◆ Action item ◆
Return the whole of the data exactly.

(Referring expression data)
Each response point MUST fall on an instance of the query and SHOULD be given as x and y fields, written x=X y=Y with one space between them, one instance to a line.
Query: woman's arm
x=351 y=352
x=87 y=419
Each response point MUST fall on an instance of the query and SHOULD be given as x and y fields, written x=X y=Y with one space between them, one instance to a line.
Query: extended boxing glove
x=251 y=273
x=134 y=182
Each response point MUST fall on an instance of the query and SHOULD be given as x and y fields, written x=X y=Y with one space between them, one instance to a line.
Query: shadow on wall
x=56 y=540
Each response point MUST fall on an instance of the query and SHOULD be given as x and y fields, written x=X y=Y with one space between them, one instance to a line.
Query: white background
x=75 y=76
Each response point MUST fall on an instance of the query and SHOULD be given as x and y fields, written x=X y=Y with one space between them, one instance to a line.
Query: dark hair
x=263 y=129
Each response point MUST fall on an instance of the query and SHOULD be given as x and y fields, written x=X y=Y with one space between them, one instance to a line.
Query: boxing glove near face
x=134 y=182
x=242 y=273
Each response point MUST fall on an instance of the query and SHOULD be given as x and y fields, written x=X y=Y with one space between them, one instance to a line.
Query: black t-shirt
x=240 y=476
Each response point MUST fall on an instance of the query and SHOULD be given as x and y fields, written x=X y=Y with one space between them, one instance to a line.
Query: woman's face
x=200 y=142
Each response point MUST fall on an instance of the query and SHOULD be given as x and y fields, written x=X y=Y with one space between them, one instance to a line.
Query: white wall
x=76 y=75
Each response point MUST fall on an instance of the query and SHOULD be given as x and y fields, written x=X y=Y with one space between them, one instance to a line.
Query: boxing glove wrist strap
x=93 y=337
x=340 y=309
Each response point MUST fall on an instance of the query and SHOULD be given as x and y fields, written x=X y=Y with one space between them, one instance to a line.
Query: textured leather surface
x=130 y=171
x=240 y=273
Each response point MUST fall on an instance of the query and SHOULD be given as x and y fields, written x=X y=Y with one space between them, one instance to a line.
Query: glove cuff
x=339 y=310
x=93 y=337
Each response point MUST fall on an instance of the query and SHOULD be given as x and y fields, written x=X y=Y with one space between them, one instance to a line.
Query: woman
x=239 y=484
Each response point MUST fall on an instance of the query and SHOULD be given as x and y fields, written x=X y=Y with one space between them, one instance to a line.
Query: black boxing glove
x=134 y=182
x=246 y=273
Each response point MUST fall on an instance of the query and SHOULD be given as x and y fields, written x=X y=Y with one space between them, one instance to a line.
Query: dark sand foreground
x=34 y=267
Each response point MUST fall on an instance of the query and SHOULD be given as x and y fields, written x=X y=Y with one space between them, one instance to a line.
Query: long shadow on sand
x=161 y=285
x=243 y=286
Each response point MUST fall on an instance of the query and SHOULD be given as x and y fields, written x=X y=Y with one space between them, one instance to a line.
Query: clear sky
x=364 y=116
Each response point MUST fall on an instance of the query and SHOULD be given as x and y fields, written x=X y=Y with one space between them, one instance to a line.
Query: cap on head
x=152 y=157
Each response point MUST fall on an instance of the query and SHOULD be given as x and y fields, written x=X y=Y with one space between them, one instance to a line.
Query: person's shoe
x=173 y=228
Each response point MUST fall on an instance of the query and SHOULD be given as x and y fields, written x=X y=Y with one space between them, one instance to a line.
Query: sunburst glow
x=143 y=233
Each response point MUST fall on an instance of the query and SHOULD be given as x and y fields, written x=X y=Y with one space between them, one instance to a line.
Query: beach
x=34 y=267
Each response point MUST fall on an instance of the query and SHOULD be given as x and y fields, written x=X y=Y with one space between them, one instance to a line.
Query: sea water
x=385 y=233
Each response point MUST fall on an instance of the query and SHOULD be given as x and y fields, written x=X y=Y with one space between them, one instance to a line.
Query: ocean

◆ The completed task ◆
Each response point MUST fall on an instance of the query and SHOULD be given as x and y fields, written x=X y=Y with one space between them, one instance to a line.
Query: woman's arm
x=351 y=352
x=87 y=419
Each response point MUST fall on an instance of the query and SHOULD be given as x and y fields, written x=X y=Y with one space between them, one instance to a line.
Query: extended boxing glove
x=251 y=273
x=134 y=182
Each response point MUST fall on an instance of the query and SHOULD be given as x and y fields, written x=X y=Y with one space between them, one instance to a line.
Query: shadow on wall
x=56 y=540
Each response point MUST fall on an instance of the query and SHOULD be given as x and y fields, written x=X y=Y with one space between them, one instance to a line.
Query: white background
x=75 y=76
Each response point MUST fall on an instance of the query and SHOULD be given as x and y fields, written x=X y=Y with one space between them, one instance to a line.
Query: dark hair
x=263 y=129
Each response point MUST fall on an instance of the query and SHOULD be given as x and y fields, written x=X y=Y with one space between them, one instance to a line.
Query: boxing glove near face
x=134 y=182
x=242 y=273
Each response point MUST fall on an instance of the query and SHOULD be given as x and y fields, written x=X y=Y with one space between them, one instance to a line.
Query: black t-shirt
x=240 y=476
Each response point MUST fall on an instance of the query and SHOULD be given as x and y fields, written x=X y=Y with one space between them, one instance to a line.
Query: woman's face
x=200 y=142
Each response point MUST fall on an instance of the query and SHOULD be given as x and y fields, written x=X y=Y with one space between them, one instance to a line.
Query: white wall
x=76 y=75
Each response point MUST fall on an instance of the query and SHOULD be given as x and y fields, written x=X y=Y with one space between them, one instance to a line.
Query: boxing glove wrist strap
x=93 y=337
x=340 y=309
Each response point MUST fall on an instance of the query and SHOULD be given as x and y fields, written x=X y=Y with one space between them, one instance to a line.
Query: textured leather surface
x=130 y=171
x=240 y=273
Each response point MUST fall on an instance of the query and SHOULD be given as x and y fields, written x=X y=Y with one space between them, one instance to a line.
Query: glove cuff
x=339 y=310
x=93 y=337
Each response point MUST fall on an instance of the query and SHOULD be given as x and y fields, written x=X y=Y with one space between them, one instance to a line.
Query: woman
x=239 y=484
Each response point MUST fall on an instance of the query and SHOULD be given as x and y fields, written x=X y=Y with one space between them, one instance to a line.
Query: black boxing glove
x=134 y=182
x=246 y=273
Each response point MUST fall on an instance of the query and SHOULD be given as x and y fields, written x=X y=Y with one space between them, one instance to a line.
Query: dark sand foreground
x=34 y=267
Each response point MUST fall on an instance of the query and SHOULD be given as x and y fields, written x=X y=Y with one space between them, one instance to a line.
Query: long shadow on sand
x=161 y=285
x=243 y=286
Each response point MUST fall on an instance of the query and SHOULD be given as x and y fields, written x=X y=Y with one space between them, one instance to a line.
Query: clear sky
x=364 y=116
Each response point MUST fall on an instance of the query and SHOULD be given as x and y fields, written x=X y=Y with one space between them, one instance to a line.
Query: cap on head
x=152 y=157
Each response point MUST fall on an instance of the query and SHOULD be given as x and y fields, written x=X y=Y with one space between them, one instance to a line.
Query: person's shoe
x=173 y=228
Each response point MUST fall on an instance of the query and SHOULD be given as x and y fields, written x=X y=Y with one space between them, one instance to a line.
Query: sunburst glow
x=143 y=233
Each response point MUST fall on an instance of the query and SHOULD be given as x and y fields, written x=X y=Y with one space between them, one instance to a line.
Query: beach
x=34 y=267
Each response point MUST fall on an instance of the query and SHOULD be given as x and y fields, written x=X y=Y with one space between them, one instance to a line.
Query: sea water
x=385 y=233
Each response point MUST fall on an instance of the query and SHOULD be given as x and y fields, written x=X y=Y with one space between them, one instance to a line.
Query: ocean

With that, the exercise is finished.